Exercise requirements:
Where a picture shows up in the listing below, omit it and output the rest exactly.

Data under study:

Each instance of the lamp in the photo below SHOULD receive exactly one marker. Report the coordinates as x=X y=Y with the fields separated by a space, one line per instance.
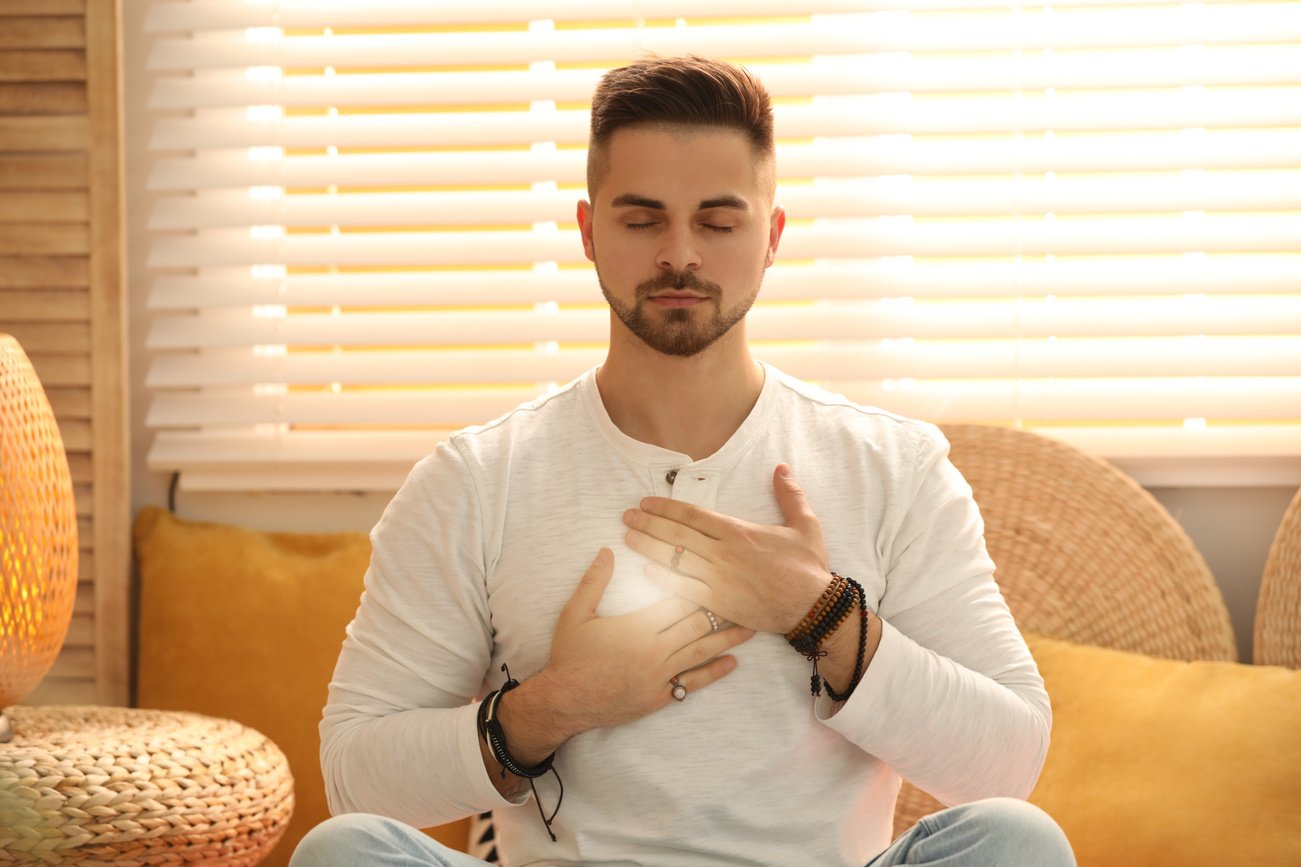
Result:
x=38 y=531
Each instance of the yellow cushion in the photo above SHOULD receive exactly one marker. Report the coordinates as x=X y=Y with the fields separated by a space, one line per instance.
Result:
x=246 y=625
x=1161 y=762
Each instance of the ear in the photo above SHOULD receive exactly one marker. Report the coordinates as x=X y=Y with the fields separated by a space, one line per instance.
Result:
x=777 y=224
x=584 y=227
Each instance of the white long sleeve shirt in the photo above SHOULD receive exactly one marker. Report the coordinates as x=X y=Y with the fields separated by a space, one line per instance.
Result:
x=485 y=542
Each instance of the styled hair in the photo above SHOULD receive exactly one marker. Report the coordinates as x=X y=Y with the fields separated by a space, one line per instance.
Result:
x=678 y=91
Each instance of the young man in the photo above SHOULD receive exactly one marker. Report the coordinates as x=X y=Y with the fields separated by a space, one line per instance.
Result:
x=656 y=553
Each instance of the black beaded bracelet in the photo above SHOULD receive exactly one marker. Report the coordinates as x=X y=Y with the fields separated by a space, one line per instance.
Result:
x=492 y=733
x=863 y=647
x=831 y=617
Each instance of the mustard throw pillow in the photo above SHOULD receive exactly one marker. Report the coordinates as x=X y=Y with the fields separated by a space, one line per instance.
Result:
x=1161 y=762
x=246 y=625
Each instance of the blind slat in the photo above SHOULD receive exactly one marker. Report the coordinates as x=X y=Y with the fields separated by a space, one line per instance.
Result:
x=1083 y=218
x=877 y=115
x=869 y=238
x=829 y=320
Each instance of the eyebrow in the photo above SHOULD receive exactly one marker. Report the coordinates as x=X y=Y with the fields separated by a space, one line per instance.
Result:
x=632 y=199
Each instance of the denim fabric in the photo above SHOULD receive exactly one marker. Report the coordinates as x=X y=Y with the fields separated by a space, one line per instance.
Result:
x=999 y=832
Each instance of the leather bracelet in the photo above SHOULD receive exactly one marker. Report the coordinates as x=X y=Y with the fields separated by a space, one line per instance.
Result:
x=492 y=733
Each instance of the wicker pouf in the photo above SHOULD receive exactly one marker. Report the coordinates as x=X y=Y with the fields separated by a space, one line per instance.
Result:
x=122 y=785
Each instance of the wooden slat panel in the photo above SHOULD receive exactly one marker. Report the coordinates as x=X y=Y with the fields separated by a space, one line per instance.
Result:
x=46 y=206
x=83 y=494
x=74 y=663
x=50 y=337
x=81 y=632
x=43 y=98
x=61 y=370
x=44 y=134
x=43 y=172
x=43 y=33
x=69 y=402
x=44 y=272
x=108 y=348
x=59 y=690
x=81 y=467
x=42 y=8
x=43 y=238
x=51 y=305
x=42 y=65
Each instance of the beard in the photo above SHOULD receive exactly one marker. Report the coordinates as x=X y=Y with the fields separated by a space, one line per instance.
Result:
x=678 y=331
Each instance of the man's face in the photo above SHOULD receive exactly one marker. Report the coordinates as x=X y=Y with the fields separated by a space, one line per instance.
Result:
x=681 y=232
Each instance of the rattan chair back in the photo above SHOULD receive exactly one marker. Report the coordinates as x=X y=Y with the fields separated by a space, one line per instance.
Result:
x=1278 y=611
x=1084 y=553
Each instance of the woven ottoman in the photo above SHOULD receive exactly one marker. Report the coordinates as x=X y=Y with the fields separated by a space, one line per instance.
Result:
x=124 y=785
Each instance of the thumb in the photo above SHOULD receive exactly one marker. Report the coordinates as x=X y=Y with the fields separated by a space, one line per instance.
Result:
x=591 y=587
x=790 y=496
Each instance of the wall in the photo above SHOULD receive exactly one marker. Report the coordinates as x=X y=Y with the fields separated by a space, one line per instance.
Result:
x=1231 y=526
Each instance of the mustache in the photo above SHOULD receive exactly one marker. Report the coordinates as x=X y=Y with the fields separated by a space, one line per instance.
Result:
x=678 y=281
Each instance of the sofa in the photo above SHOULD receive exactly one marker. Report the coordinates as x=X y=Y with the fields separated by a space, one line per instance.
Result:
x=1165 y=750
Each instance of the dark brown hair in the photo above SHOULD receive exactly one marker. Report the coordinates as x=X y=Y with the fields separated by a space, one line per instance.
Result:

Completed task:
Each instance of the lamp in the photo below SHOULD receive exactly one marker. Report the coordinates as x=X y=Y with the fields separated by a space, one line per instance.
Result:
x=38 y=531
Each instance of the yellow cushion in the photo above SHOULD receive exactly one marker. Report the coordinates as x=X y=Y with the fields separated by a space, one line per instance.
Result:
x=246 y=625
x=1161 y=762
Each instance of the ear in the photo above SHOULD receive exactly one marker. Report the coordinates as x=X y=Y with the fields separated by a space, one line per instance.
Result:
x=777 y=224
x=584 y=227
Each instance of the white long sleeve shirt in the photo above SHOULD receive exactly one marker. Report the coordinates as x=X y=Y with the fields separated by a space, one line per instance.
Result:
x=485 y=542
Each instance of the styled hair in the photo above SHOULD receive exactly one marker. Report the coordinates as x=X y=Y with the fields separated by a space, one line per instance.
Result:
x=678 y=91
Each instance of the young man in the photo above SHOULD receive exactly one marker. Report the coordinates as x=X y=Y with the fields separated by a space, one line per instance.
Result:
x=656 y=553
Each instance of the black beaded bracelet in the photo above SHOULD receive exactly one marker. Report the coordinates as x=X y=Y with the fields separated by a space, one line per instance.
Result:
x=492 y=733
x=863 y=647
x=831 y=617
Each instance of the mustard throw pillow in the photo above SHOULD receive exactly one marker. Report the coordinates as x=X y=Y with the fields separated by a space, one line per instance.
Result:
x=1161 y=762
x=246 y=625
Each instance of the blind slat in the photo above SHOULD receive exactly one marker. Report the coordinates as x=X y=Y with the fields separated by a space, one line per instance.
Result:
x=1083 y=218
x=877 y=115
x=869 y=238
x=829 y=320
Each instance of the eyebrow in the photo above SHOULD receive exactly one marker. Report the coordinates as x=X y=Y with the fields separated by a space, one line per instance.
Result:
x=632 y=199
Each instance of the denim fabric in the photo above SHOULD receive exactly one marker. Report the coordinates as x=X y=Y with the fields separated by a space, one line per instance.
Result:
x=999 y=832
Each instance of the leather bracelet in the photo above SHOULD receive exactly one marker. Report the coordinates as x=X y=Y with the fields separated by a space, one line per instance.
Result:
x=492 y=733
Each instance of the wicker pouf in the photo above SHOULD receive exactly one marker. Report the coordinates as x=X y=Y with the fields separated by a space, one line per instance.
Result:
x=122 y=785
Each instance of the wooden slat panel in the photo above SHOULD receive exactly one marker. Report the coordinates as x=X y=Y with the fields separated by a space, one line per instance.
Result:
x=46 y=206
x=83 y=494
x=74 y=663
x=50 y=337
x=81 y=632
x=43 y=98
x=61 y=370
x=44 y=134
x=43 y=172
x=43 y=33
x=69 y=402
x=44 y=272
x=108 y=348
x=59 y=690
x=81 y=467
x=42 y=8
x=43 y=238
x=51 y=305
x=42 y=65
Each instance of the beard in the photo above SHOULD receive exactly one marker. Report the coordinates as x=X y=Y with the fields separated by a space, one line per instance.
Result:
x=678 y=331
Each instance of the man's face in the photo above SHOULD receive exactly one marker. Report the coordinates as x=X y=Y with the fields separated by a space, one line per instance.
Result:
x=681 y=232
Each instance of the rattan chair back in the photo above SHOULD receive exactly one marker. Report the coordinates as x=X y=Y with the fields separated by a space, one line per instance.
Result:
x=1278 y=611
x=1084 y=553
Each instance of the woven ottoman in the photo above SHOULD receive exactly one marker. Report the coordinates as x=X y=Y with the fields separated by a space, one line per instance.
Result:
x=124 y=785
Each instance of the thumb in the photo above SHOULD receive exactly one marker. Report the coordinates as x=X y=Y with the fields separated by a space, one line per instance.
Result:
x=591 y=587
x=790 y=496
Each instance of the wall in the photo above SHOULD receive exactly one marker. Report the coordinates as x=X y=Y with the fields separated by a space, one line per instance.
Result:
x=1231 y=526
Each instance of the mustache in the photo above SHOULD receive exactly one marker. Report the coordinates as x=X y=Y with the fields separated by a space, one line per instance.
Result:
x=678 y=281
Each instance of the sofa in the photo above SHOULD receive exactly one marker. Report the coordinates as x=X y=Y with the fields separated by a space, one line per instance.
Result:
x=1165 y=750
Each instance of the dark brown hair in the photo above SHOULD receive exactly one marker. Report the coordinates as x=X y=Y with the fields separated by a space, one line per instance.
Result:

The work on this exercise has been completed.